REQUIREMENTS
In the NFS patch discussion below, what has Anna proposed? Please answer in one sentence.

Re: [PATCH 0/5] nfs: Add mount option for forcing RPC requests for one file over one connection

Chuck Lever III <chuck.lever@xxxxxxxxxx> · Wed, 24 Mar 2021 14:34:45 +0000

> On Mar 23, 2021, at 7:31 PM, Nagendra Tomar <Nagendra.Tomar@xxxxxxxxxxxxx> wrote:
>> 
>>> I was hoping that such a client side change could be useful to possibly more
>>> users with similar setups, after all file->connection affinity doesn't sound too
>>> arcane and one can think of benefits of one node processing one file. No?
>> 
>> That's where I'm getting hung up (outside the personal preference
>> that we not introduce yes another mount option). While I understand
>> what's going on now (thanks!) I'm not sure this is a common usage
>> scenario for NFSv3. Other opinions welcome here!
>> 
>> Nor does it seem like one that we want to encourage over solutions
>> like pNFS. Generally the Linux community has taken the position
>> that server bugs should be addressed on the server, and this seems
>> like a problem that is introduced by your middlebox and server
>> combination. 
> 
> I would like to look at it not as a problem created by our server setup,
> but rather as "one more scenario" which the client can much easily and
> generically handle and hence the patch.
> 
>> The client is working properly and is complying with spec.
> 
> The nconnect roundrobin distribution is just one way of utilizing multiple
> connections, which happens to be limiting for this specific usecase. 
> My patch proposes another way of distributing RPCs over the connections,
> which is more suitable for this usecase and maybe others.

Indeed, the nconnect work isn't quite complete, and the client will
need some way to specify how to schedule RPCs over several connections
to the same server. There seems to be two somewhat orthogonal
components to your proposal:

A. The introduction of a mount option to specify an RPC connection
scheduling mechanism

B. The use of a file handle hash to do that scheduling

For A: Again, I'd rather avoid adding more mount options, for reasons
I've described most recently over in the d_type/READDIR thread. There
are other options here. Anna has proposed a sysfs API that exposes
each kernel RPC connection for fine-grained control. See this thread:

https://lore.kernel.org/linux-nfs/20210312211826.360959-1-Anna.Schumaker@xxxxxxxxxx/

Dan Aloni has proposed an additional mechanism that enables user space
to associate an NFS mount point to its underlying RPC connections.

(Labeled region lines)
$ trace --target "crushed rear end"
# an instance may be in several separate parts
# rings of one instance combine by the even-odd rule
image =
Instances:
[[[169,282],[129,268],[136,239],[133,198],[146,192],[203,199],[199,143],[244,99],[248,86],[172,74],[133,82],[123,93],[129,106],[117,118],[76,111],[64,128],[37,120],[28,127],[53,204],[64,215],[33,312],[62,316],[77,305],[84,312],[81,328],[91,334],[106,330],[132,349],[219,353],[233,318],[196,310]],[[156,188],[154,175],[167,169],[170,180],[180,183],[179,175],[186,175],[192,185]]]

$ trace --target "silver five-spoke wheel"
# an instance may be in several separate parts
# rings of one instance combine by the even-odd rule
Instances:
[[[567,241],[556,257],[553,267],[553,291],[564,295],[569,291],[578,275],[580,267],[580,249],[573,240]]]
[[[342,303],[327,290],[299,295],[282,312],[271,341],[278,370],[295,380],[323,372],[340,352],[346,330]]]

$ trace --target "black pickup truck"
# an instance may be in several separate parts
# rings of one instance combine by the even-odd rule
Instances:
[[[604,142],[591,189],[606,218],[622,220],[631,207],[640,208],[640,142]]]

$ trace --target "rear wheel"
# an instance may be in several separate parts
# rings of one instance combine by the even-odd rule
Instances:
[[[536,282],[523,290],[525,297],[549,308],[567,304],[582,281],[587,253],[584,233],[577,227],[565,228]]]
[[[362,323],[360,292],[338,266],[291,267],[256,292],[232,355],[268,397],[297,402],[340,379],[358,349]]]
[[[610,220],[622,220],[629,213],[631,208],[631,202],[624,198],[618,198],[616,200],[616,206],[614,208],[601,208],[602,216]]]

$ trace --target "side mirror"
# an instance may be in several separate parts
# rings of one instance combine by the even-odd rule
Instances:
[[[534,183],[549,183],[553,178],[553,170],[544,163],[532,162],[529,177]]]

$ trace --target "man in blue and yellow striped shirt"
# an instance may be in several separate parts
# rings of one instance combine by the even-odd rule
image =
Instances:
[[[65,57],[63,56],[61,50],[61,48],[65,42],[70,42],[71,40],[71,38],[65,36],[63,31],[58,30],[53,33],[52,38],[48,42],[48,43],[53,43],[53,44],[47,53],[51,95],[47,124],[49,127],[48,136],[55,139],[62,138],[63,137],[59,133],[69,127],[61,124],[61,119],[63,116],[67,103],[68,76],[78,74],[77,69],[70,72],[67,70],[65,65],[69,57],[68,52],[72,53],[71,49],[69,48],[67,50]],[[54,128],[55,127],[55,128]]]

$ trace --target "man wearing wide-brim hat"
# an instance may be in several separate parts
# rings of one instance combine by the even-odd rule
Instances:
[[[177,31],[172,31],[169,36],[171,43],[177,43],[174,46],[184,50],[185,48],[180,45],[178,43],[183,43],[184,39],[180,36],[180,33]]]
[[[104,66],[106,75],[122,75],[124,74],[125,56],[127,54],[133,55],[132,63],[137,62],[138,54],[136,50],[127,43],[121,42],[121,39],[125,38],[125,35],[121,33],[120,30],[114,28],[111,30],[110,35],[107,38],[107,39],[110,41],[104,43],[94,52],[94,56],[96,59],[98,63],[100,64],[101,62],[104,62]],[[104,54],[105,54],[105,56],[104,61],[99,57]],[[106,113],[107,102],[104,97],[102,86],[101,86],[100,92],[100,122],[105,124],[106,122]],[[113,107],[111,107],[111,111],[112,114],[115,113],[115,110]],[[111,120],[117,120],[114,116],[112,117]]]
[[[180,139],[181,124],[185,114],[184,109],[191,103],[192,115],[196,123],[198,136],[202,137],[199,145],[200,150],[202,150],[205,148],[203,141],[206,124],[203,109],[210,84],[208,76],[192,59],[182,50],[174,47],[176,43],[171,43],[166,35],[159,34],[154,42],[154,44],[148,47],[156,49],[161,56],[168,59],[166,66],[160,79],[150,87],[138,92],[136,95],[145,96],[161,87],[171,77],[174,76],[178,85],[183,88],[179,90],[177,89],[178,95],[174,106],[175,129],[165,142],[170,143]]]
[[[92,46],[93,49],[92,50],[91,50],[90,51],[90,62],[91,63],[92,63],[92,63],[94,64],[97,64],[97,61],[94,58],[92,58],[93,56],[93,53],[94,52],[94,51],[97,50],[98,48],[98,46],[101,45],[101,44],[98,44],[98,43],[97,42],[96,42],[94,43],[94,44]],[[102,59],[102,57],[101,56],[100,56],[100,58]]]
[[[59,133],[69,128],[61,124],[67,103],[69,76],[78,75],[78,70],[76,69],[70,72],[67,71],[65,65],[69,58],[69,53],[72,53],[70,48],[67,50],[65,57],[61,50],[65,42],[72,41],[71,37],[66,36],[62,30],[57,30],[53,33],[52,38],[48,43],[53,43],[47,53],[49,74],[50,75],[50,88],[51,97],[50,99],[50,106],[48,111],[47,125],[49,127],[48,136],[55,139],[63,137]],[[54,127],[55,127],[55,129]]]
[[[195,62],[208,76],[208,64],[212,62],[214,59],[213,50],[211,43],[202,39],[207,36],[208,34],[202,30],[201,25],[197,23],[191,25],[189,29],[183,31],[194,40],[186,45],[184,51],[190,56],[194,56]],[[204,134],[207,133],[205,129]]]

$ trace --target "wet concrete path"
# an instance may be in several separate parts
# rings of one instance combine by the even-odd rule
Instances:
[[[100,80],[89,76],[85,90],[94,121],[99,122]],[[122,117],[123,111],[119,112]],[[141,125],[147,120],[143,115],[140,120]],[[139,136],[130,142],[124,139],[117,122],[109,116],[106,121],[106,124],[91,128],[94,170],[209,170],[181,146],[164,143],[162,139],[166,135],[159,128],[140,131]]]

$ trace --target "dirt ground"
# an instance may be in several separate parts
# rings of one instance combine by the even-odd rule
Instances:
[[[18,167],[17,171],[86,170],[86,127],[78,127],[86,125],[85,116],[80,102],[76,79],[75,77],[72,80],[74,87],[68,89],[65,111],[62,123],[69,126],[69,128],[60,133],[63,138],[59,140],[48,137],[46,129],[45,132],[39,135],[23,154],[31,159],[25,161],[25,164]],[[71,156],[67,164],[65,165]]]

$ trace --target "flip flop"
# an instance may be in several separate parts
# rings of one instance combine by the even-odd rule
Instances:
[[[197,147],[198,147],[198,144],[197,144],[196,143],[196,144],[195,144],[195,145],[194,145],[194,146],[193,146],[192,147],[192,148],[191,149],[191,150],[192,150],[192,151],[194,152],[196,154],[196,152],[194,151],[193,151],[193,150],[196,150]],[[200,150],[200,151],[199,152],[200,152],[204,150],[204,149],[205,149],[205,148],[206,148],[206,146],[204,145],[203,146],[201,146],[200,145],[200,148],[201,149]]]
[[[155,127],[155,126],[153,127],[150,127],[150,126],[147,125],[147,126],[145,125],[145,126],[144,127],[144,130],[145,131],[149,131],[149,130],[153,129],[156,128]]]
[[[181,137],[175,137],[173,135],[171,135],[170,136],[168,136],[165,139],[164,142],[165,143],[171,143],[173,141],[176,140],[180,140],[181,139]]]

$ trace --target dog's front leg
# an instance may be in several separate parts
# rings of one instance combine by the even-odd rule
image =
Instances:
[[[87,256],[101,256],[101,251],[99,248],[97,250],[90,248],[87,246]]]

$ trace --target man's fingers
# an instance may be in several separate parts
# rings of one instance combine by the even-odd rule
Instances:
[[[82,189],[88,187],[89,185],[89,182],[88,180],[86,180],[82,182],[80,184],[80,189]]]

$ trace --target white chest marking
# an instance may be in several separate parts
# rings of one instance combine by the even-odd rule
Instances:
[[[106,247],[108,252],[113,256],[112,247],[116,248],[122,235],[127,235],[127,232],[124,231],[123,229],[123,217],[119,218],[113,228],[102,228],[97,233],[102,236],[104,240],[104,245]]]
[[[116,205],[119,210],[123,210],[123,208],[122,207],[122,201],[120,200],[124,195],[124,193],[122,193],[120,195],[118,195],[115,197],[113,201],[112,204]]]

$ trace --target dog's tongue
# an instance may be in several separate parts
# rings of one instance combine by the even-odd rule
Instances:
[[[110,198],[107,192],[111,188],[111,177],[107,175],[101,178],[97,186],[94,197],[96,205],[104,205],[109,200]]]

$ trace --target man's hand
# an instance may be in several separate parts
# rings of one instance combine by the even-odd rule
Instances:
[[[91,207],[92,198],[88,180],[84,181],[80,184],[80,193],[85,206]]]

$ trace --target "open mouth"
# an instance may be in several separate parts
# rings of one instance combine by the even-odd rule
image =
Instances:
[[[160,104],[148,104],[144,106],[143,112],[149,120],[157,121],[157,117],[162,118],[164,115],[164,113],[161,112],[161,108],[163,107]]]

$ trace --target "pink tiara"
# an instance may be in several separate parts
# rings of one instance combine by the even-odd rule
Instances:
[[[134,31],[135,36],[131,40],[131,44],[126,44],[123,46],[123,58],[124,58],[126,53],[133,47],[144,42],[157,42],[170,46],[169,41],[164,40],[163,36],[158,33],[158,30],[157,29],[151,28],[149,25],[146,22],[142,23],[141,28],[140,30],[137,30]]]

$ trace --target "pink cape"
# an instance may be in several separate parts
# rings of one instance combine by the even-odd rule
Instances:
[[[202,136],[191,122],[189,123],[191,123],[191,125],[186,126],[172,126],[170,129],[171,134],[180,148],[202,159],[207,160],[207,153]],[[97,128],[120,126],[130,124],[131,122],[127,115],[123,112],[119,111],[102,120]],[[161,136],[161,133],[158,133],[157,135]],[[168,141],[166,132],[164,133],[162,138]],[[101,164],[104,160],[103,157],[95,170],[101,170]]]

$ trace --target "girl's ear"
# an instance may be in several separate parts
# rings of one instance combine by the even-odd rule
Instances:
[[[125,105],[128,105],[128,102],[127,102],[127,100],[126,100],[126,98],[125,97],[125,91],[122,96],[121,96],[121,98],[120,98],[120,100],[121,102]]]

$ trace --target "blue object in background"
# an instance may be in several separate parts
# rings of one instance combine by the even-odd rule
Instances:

WRITTEN ANSWER
Anna has proposed a sysfs API that exposes each kernel RPC connection for fine-grained control.